:: WHAT THE EXERCISE ASKS ::
All the records that follow need to be reproduced exactly. Omit the images.

:: DATA IN THIS EXERCISE ::
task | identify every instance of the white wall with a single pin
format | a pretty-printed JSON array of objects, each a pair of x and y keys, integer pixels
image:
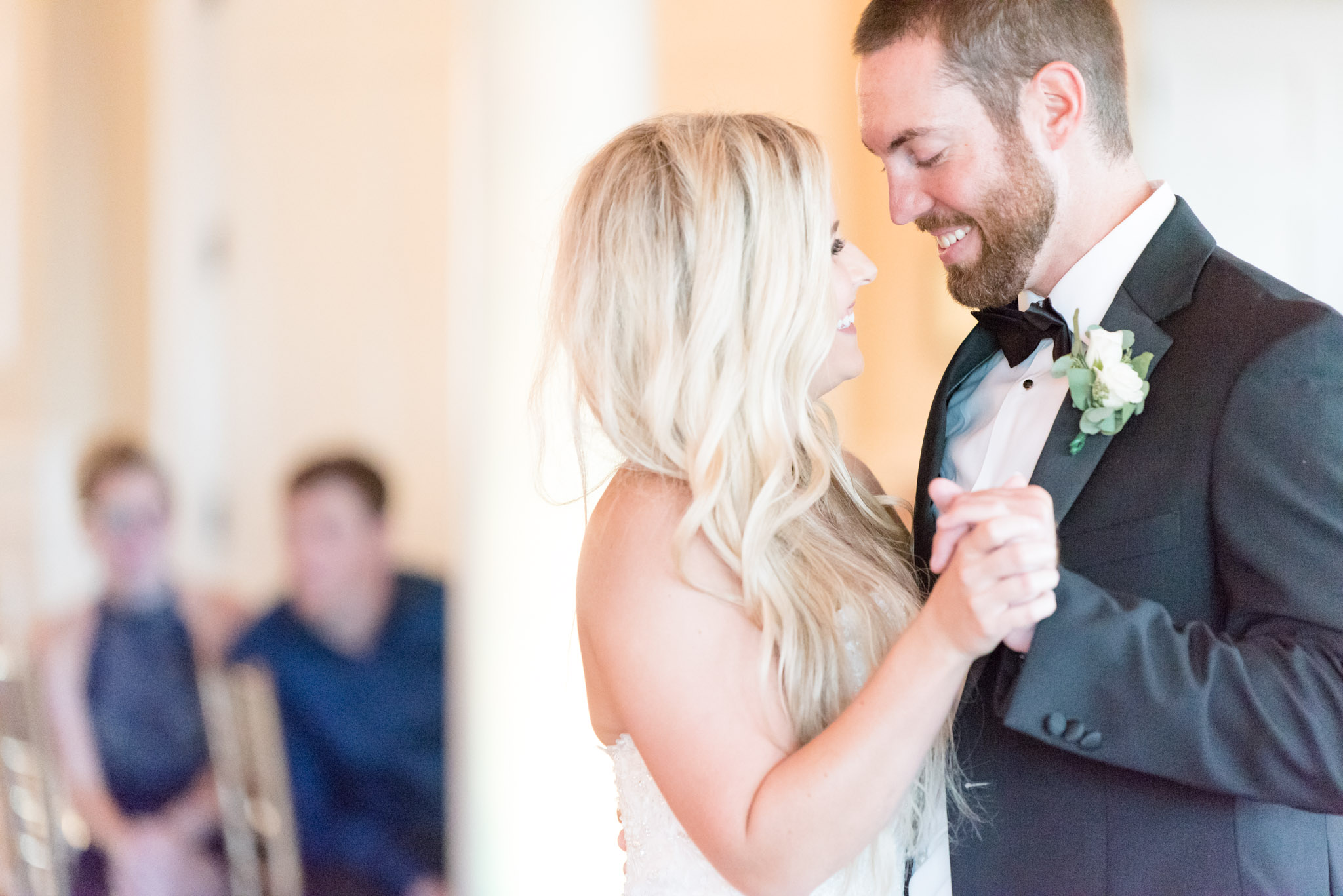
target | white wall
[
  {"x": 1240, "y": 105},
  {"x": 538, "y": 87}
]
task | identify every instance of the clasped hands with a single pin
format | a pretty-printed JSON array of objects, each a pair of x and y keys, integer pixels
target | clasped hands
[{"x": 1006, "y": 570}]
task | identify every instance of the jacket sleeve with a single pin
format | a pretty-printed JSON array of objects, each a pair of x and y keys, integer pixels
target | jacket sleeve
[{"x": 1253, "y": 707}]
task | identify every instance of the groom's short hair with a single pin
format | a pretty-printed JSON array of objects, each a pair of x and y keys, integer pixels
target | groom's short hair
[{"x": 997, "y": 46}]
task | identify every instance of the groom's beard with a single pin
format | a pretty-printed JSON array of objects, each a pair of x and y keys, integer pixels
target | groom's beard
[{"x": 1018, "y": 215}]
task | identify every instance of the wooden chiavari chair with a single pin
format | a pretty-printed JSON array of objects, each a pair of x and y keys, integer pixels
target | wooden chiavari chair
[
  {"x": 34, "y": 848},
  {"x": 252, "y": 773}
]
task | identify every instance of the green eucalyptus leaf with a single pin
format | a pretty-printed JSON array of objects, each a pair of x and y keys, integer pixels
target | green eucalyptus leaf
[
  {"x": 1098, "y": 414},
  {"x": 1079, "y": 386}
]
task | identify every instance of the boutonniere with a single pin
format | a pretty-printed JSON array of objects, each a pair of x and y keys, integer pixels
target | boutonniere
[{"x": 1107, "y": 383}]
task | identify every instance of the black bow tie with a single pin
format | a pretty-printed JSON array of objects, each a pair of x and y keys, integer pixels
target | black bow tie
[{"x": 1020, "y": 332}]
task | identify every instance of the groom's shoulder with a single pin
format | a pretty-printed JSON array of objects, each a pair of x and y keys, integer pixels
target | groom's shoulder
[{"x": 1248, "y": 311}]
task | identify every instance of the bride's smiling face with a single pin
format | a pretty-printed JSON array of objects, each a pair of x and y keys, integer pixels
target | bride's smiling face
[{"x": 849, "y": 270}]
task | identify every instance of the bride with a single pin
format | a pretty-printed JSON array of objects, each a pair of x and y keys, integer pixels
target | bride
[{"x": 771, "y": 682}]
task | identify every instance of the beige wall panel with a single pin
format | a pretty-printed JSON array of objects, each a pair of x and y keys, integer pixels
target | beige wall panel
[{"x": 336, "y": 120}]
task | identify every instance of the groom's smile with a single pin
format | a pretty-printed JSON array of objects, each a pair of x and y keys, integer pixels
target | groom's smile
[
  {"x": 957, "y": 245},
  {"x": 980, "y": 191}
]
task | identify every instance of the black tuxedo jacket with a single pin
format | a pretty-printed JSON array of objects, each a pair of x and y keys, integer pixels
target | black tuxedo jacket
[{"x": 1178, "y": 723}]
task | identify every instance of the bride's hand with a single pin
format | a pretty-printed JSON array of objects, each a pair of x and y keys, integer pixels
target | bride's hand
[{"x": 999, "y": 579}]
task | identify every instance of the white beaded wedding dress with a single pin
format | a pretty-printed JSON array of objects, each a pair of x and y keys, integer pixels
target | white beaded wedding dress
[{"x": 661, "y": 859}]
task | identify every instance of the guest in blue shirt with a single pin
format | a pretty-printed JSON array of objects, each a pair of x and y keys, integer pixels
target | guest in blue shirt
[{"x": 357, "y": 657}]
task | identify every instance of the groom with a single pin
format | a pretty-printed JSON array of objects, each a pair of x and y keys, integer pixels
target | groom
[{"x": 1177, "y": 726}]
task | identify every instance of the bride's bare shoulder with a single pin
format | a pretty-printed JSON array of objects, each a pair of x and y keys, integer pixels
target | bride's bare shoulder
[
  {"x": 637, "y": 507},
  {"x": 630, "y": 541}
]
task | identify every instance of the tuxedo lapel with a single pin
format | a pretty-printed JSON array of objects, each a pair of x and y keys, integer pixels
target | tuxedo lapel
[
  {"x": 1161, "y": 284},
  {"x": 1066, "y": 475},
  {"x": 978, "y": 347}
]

:: EXPECTED OUTPUT ::
task | identify every instance of the white wall with a single pin
format | a pretty-printed JSON array of objects, each a pair of x and y keys, integer pixels
image:
target | white wall
[
  {"x": 1240, "y": 105},
  {"x": 538, "y": 87}
]
task | identify every instance of the clasped hands with a single pin
format | a pretty-printed JSON array of objects, each a pair of x and y keys, integer pixels
target | clasped hands
[{"x": 1006, "y": 570}]
task | identify every instance of the jacket sleeve with a single pin
format | a pretty-printed JSON array of objects, each a pair of x and y keys, integer pixels
target | jacket sleeve
[{"x": 1253, "y": 707}]
task | identify every instance of the groom's short hair with a single pin
format | a pretty-printed JSON array of objects, each a pair of x and y keys, integer pixels
target | groom's short hair
[{"x": 997, "y": 46}]
task | identify every instance of the groom's beard with a single pin
format | a pretty-printed JSON array of objects, each a pair of x and y keys, integer pixels
target | groom's beard
[{"x": 1018, "y": 215}]
task | identify every instance of the wooden chiavari chair with a single pin
format | a pretty-printed JSON array of objects, each a pair of x and y keys, integer pixels
target | wooden chiavari chair
[
  {"x": 34, "y": 848},
  {"x": 252, "y": 773}
]
task | identify every instance of the green eucalyptus leaf with a single pin
format | a pretty-printed JSON array of objects, each a pair of x and y keys, integer pixels
target | green eucalyptus leaf
[
  {"x": 1098, "y": 414},
  {"x": 1079, "y": 386}
]
task | identify every instance of the boutonniere with a single pin
format | a pretty-printed JSON array of objects, each a pair of x and y keys, integer pixels
target | boutonniere
[{"x": 1107, "y": 383}]
task | identify every instance of the black bow tie with a single pin
format | a pretty-printed JSON array of objects, each a pair of x and y keys, integer pixels
target | black bow tie
[{"x": 1020, "y": 332}]
task | identify every instance of the groom's shoulder with a single pin
format | a pretty-printed JSON array of objects, each a pair of x and y keys, integer pixels
target | groom's shoulder
[{"x": 1248, "y": 311}]
task | identify every instance of the bride's smiling face with a single pin
format | a pretty-printed JSON array of objects, each a pair of x and y keys, integer pixels
target | bride's smiling face
[{"x": 849, "y": 270}]
task | identify every instance of the bride with a single pin
format | a pretty-printed JSON array of objects, each a pair of x and y keys, integer pixels
target | bride
[{"x": 771, "y": 682}]
task | identify every instance of the beige wall panel with a single pin
format | a pretty-printed JSON array of objects, each a pair of x and y keys, integer pixels
target | beige wall panel
[{"x": 336, "y": 120}]
task | identify every instance of the groom's smile with a single pin
format | a pretty-printed JSON array of objects, each a pair of x and y keys, integer pixels
target | groom's smile
[
  {"x": 957, "y": 245},
  {"x": 980, "y": 191}
]
task | identify every instance of the black tuxedo jacket with a single pin
format | a pretty-printed JSON array of objects, each a pair of x and y keys, integer pixels
target | black tuxedo jacket
[{"x": 1178, "y": 723}]
task | identify every instance of the bride's hand with a single pin
format | a pretty-printed JSON array of objects, each a pair of x and y keys, integer pixels
target | bride's hand
[{"x": 999, "y": 579}]
task | identify every instance of the white beaded wedding dress with a single pin
format | a pretty-printed JSON array of objects, each a pair of x and y keys, integer pixels
target | white beaded wedding dress
[{"x": 661, "y": 859}]
task | identify every instance of the guest in blue shirt with a single pin
format | a pretty-printed JSON array of objects, each a pair of x and y keys, integer pixels
target | guest in blue shirt
[{"x": 357, "y": 657}]
task | identify every instance of the groom with a single pin
format | a pretty-printed JSON array of objects, each a pair of x and y keys, integer pixels
target | groom
[{"x": 1177, "y": 726}]
task | identify every instance of the bride's bare shoulder with a single pin
format | a pretty-printed JSON array of objects, each a pair of x and y keys, integer pixels
target | bride's bare shoulder
[
  {"x": 637, "y": 507},
  {"x": 630, "y": 541}
]
task | identify every instance of the tuxedo lapel with a single pin
format | a pretty-printed JSON array of objects, each a pair of x and y keys, integer pixels
target | tuxedo lapel
[
  {"x": 1161, "y": 284},
  {"x": 1066, "y": 475},
  {"x": 978, "y": 347}
]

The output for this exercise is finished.